• [Goal of the exercise]:
Turn each line of the items below into a JSON list of strings, one string per line, with blank lines left out. Don't include the pictures.

(Saved data entries)
⁂
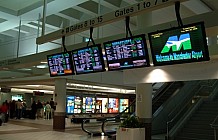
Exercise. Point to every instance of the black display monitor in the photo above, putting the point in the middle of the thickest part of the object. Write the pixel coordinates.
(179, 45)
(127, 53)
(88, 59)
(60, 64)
⁂
• [Written response]:
[
  "Exercise. Point to every instance of the black display monitor in the photo above, putting the point in the middle of the thickest part of the object. Write the pixel coordinates.",
  "(179, 45)",
  "(127, 53)",
  "(88, 59)",
  "(60, 64)"
]